* BEGIN Material for this task *
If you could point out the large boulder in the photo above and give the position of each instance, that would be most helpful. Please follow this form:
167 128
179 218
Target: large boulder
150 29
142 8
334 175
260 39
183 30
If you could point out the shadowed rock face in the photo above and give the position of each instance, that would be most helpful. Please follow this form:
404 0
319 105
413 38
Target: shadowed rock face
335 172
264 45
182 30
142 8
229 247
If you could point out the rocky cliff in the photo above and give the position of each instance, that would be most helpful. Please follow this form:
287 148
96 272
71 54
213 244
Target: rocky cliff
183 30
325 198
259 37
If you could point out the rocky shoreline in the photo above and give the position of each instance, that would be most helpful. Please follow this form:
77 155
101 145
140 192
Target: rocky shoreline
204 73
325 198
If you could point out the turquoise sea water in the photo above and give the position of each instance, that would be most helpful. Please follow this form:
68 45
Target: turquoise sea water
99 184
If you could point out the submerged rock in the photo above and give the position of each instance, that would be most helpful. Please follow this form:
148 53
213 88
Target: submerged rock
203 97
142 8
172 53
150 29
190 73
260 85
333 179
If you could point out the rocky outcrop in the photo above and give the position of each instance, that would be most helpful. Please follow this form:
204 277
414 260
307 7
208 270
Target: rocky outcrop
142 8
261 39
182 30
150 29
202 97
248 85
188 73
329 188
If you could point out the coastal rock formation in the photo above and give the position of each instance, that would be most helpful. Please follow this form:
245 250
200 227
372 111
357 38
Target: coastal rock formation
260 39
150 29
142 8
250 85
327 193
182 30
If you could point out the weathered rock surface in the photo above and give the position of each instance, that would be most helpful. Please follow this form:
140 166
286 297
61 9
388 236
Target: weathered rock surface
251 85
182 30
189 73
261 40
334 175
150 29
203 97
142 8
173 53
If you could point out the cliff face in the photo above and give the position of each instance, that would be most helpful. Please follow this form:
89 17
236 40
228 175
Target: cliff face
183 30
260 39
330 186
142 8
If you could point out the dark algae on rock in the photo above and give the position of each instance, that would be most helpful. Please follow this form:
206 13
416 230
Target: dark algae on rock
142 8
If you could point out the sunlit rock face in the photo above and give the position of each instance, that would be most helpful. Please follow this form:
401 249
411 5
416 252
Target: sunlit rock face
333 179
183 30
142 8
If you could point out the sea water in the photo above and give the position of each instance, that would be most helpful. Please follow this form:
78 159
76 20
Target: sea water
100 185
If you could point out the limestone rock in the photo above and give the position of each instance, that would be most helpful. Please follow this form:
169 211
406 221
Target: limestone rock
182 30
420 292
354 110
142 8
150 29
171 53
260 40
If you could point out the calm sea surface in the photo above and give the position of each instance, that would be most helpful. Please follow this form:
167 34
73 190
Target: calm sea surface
* END Material for this task *
» Your task
Rewrite all of the rows above, swapping each "Target" for "Label" and leaving everything else unchanged.

» Written answer
If you could point out the large boulder in the photo above and give the position of each instance, that would be most helpful. Please follow this form:
167 128
179 218
Label: large boulder
150 29
142 8
334 175
260 39
183 30
If you could point out the shadowed rock face in the photo above and give the position of each instance, that would be most helpful. Please follow this form:
404 0
319 105
413 38
Label: shadowed rock face
335 172
264 45
182 30
142 8
229 247
If you could point out the rocky cliff in the photo above and give the position of each instance, that would be most helpful. Please follow this form:
287 148
96 272
71 54
213 244
Label: rocky cliff
183 30
325 198
259 37
If you could point out the rocky shoreline in the photo above and give the position of each instance, that would be most helpful. Please follow this form:
77 155
101 145
140 192
Label: rocky shoreline
204 73
325 198
If you could point out the turquoise sea water in the photo above and give the position of each instance, that would be most helpful. Please follow this form:
68 45
Label: turquoise sea water
99 184
If you could point out the submerged rock in the photo above and give the position of each instance, that would be most helpful. Please follow this form:
148 53
213 88
Label: submerged rock
203 97
142 8
172 53
150 29
190 73
260 85
333 179
If you could point out the rocky outcrop in the photo above and give the position of each instance, that would be most helpful. Please follow this form:
204 277
414 260
307 7
208 270
Label: rocky outcrop
142 8
261 39
182 30
150 29
202 97
248 85
188 73
329 188
If you could point out the coastal rock formation in the photo above and give the position of each instance, that would be most helpful. Please follow this form:
245 250
200 227
372 111
357 38
Label: coastal rock formation
260 39
150 29
142 8
250 85
327 193
182 30
If you could point out the weathered rock surface in the photo above and give the position of each instance, that would be most helpful. Please follow this form:
140 166
286 297
61 9
388 236
Label: weathered rock surface
251 85
182 30
189 73
261 40
334 175
150 29
203 97
142 8
173 53
If you could point out the cliff face in the photo above and give the position of each instance, that would be most helpful. Please follow this form:
89 17
236 40
228 175
Label: cliff face
183 30
260 39
330 186
142 8
If you could point out the dark algae on rock in the photo above and give the position of each instance, that would be most helpful. Please follow this form:
206 13
416 230
Label: dark algae on rock
142 8
If you could point out the sunlit rock face in the photo above and give the position of each instance, that would be most helpful. Please follow this form:
401 249
411 5
416 252
Label: sunlit rock face
333 179
183 30
142 8
If you could point out the sea water in the photo above and give the position of each instance, that would be most helpful. Please follow this form:
78 159
76 20
Label: sea water
100 185
If you could point out the limestone rock in the photo above and give the position of each instance, that would be most helpful. Please follow this form:
169 211
406 221
Label: limestone rock
182 30
420 292
354 110
142 8
150 29
171 53
260 40
If you could point out the calm sea surface in the photo above and give the position of each instance, that would be most helpful. Please follow this form:
167 34
73 190
Label: calm sea surface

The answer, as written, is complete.